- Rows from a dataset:

══════════

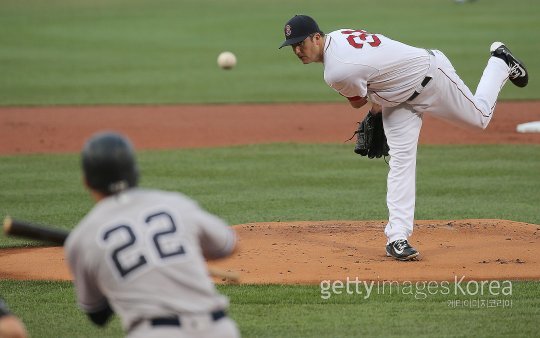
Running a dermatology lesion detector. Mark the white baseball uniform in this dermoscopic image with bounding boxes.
[324,29,509,242]
[65,188,239,337]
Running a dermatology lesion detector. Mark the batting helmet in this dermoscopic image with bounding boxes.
[81,132,139,195]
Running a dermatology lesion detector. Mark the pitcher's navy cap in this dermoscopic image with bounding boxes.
[279,15,322,48]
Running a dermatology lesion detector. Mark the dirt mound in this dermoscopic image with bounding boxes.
[0,220,540,284]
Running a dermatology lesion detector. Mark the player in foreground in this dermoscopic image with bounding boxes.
[0,298,28,338]
[280,15,528,261]
[65,133,239,337]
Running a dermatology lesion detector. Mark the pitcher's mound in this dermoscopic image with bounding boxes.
[212,220,540,284]
[0,220,540,284]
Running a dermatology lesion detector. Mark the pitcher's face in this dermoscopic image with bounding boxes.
[291,33,324,64]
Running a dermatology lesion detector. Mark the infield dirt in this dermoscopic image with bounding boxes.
[0,102,540,284]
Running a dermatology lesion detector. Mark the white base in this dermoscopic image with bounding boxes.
[516,121,540,133]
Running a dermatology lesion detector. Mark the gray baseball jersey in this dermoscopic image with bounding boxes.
[65,188,236,330]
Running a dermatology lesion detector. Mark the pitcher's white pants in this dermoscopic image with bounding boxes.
[383,50,509,243]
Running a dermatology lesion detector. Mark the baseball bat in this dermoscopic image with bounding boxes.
[4,216,240,283]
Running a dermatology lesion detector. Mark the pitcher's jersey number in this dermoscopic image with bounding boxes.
[341,29,381,49]
[103,212,186,278]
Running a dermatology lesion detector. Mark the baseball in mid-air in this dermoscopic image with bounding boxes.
[218,52,236,69]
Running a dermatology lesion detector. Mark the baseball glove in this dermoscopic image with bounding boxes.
[351,111,390,158]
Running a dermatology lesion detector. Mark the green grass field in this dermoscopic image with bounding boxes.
[0,0,540,338]
[0,0,540,105]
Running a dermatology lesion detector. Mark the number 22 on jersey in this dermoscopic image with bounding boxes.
[101,211,186,278]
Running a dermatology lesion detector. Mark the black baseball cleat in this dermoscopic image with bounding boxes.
[489,42,529,87]
[386,239,420,261]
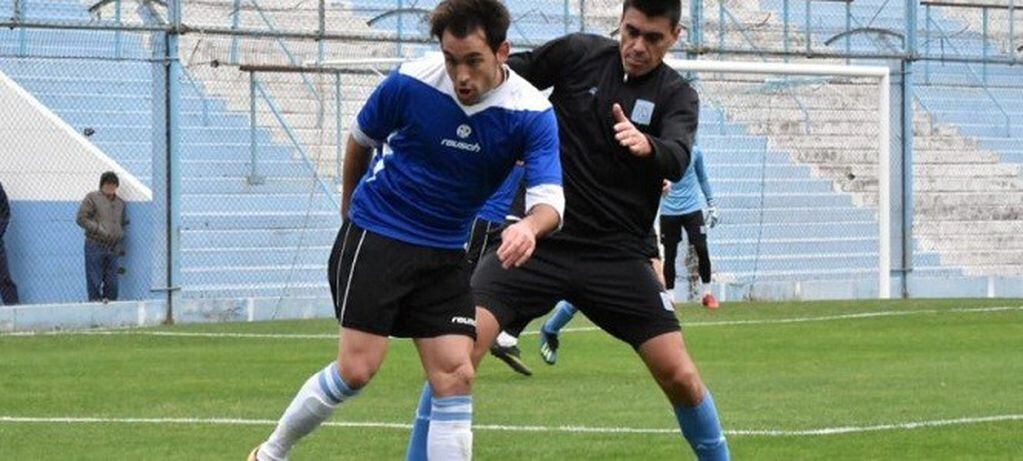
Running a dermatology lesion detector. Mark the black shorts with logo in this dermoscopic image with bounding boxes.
[327,221,476,338]
[465,218,504,274]
[473,239,680,348]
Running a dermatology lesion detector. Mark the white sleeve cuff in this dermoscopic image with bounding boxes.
[348,120,382,149]
[526,184,565,230]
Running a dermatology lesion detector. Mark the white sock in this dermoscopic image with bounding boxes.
[497,331,519,348]
[427,396,473,461]
[258,362,359,461]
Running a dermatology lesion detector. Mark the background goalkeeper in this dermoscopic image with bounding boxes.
[661,146,719,309]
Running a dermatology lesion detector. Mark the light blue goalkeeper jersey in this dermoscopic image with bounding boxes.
[349,55,565,249]
[661,146,714,216]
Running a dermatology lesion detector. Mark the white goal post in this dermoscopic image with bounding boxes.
[665,58,891,299]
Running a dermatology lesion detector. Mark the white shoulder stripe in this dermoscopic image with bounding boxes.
[398,53,551,117]
[526,184,565,230]
[398,53,454,91]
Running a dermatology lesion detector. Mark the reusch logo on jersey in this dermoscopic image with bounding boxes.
[441,124,483,152]
[451,317,476,327]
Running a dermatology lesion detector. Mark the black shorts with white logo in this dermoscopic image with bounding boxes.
[327,221,476,338]
[473,240,680,348]
[465,218,504,274]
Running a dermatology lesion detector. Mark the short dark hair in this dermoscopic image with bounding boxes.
[622,0,682,31]
[99,172,121,189]
[430,0,512,52]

══════════

- WHAT IS ASKED:
Please reproduce all of the material above word for word, leaving the pictures out of your answer.

- SOLUTION:
Running a dermatology lesion detector. Mark the white baseball uniform in this dermoscopic image with bounding boxes.
[324,29,509,242]
[65,188,239,337]
Running a dermatology lesion detector. Mark the batting helmet in this dermoscopic image with bounding boxes.
[81,132,139,195]
Running a dermatology lesion detector. Mark the pitcher's navy cap in this dermoscopic image with bounding boxes.
[279,15,322,48]
Running a dermatology lesion detector. Mark the dirt mound in this dermoscopic image with bounding boxes.
[0,220,540,284]
Running a dermatology lesion detector. Mark the player in foreground in this dermoscopic image with bounding boxes.
[0,298,28,338]
[280,15,528,261]
[65,133,239,337]
Running a dermatology lesion detector. Mark the pitcher's mound in this dermoscopic image with bounding boxes.
[212,220,540,284]
[0,220,540,284]
Running a dermatology lesion detector. Mark the pitcher's face in this dermoscopic image with bounding boxes.
[291,33,324,64]
Running a dermatology lesion detector. Mark the infield dirt in this dermoscopic image with bounding boxes.
[0,102,540,284]
Running a dermatology lesion detector. Mark the white base in this dermoscopic image with bounding boxes.
[516,121,540,133]
Running a dermatology lesion detector. Mark the gray baseball jersey in this dermoscopic image with bounding boxes.
[65,188,236,330]
Running a dermatology lesion detector. Mark the pitcher's white pants in this dermoscopic image with bounding boxes.
[383,50,509,243]
Running a dermatology lesion detector. Mark the baseball bat in this dermoscopic image with bounding boxes.
[4,216,240,283]
Running a dermatology lesion detector. Mark the pitcher's jersey number in this dermoscopic image with bounding boxes.
[341,29,381,49]
[103,212,186,278]
Running a dermatology lesion detector. Mark the baseball in mid-air in this dermoscopic image with bounding boxes.
[218,52,236,69]
Running a dermatology lesion detector. Mark the baseball glove in this dermoscopic image with bounding boxes.
[351,111,390,158]
Running a dermatology lesion detector. Mark the green grass field in this dermoscopic image with bounding boxes.
[0,0,540,338]
[0,0,540,105]
Running a dermatology lesion detector. Mark the number 22 on jersey in this dermoscopic image with bounding boxes.
[101,211,186,278]
Running a dermatology lesion detector. Mark the black baseball cleat in this dermoscopic image with bounding boxes.
[489,42,529,87]
[386,239,420,261]
Running a dermatology lesion detector. Mark the black shorts with logo in this dermoscopic image with bounding boxes.
[327,221,476,338]
[465,218,504,274]
[473,239,680,348]
Running a dermatology lesion detector. Mark the white sleeve cuff in this dermoscopic image with bounding boxes.
[348,120,382,149]
[526,184,565,230]
Running a dermatology lesion detector. Mark the white sock in this dermoscopic image with bounding boxes.
[497,331,519,348]
[427,396,473,461]
[258,362,359,461]
Running a dermatology lesion detector. Mark the background goalkeeper in this dermoscopic image with bounding boxes.
[661,146,719,309]
Running a dermatology lesion detector. Mark the light blue goalkeeper jersey in this dermoscopic image with bounding boxes.
[349,55,565,249]
[661,146,714,216]
Running a dermatology lesion detector. Mark the white goal post in this dermoscopic image with bounding boxes.
[665,58,891,299]
Running a dermatology lesion detector. Mark the white shoulder stripe in this dermoscopic image with bounding boxes.
[398,53,551,117]
[526,184,565,230]
[398,53,454,91]
Running a dermatology lesion detector. Mark the reusch logo on jersey in this dermoscopic image with bounding boxes.
[441,124,483,152]
[451,317,476,327]
Running a dermatology lesion detector. Mark the black shorts with white logo in this dermoscopic image with bounding boxes.
[327,221,476,338]
[473,240,680,348]
[465,218,504,274]
Running a dermatology lesion detector. Mark the short dark hair in this dermoscopic image with bounding boxes.
[622,0,682,31]
[99,172,121,189]
[430,0,512,52]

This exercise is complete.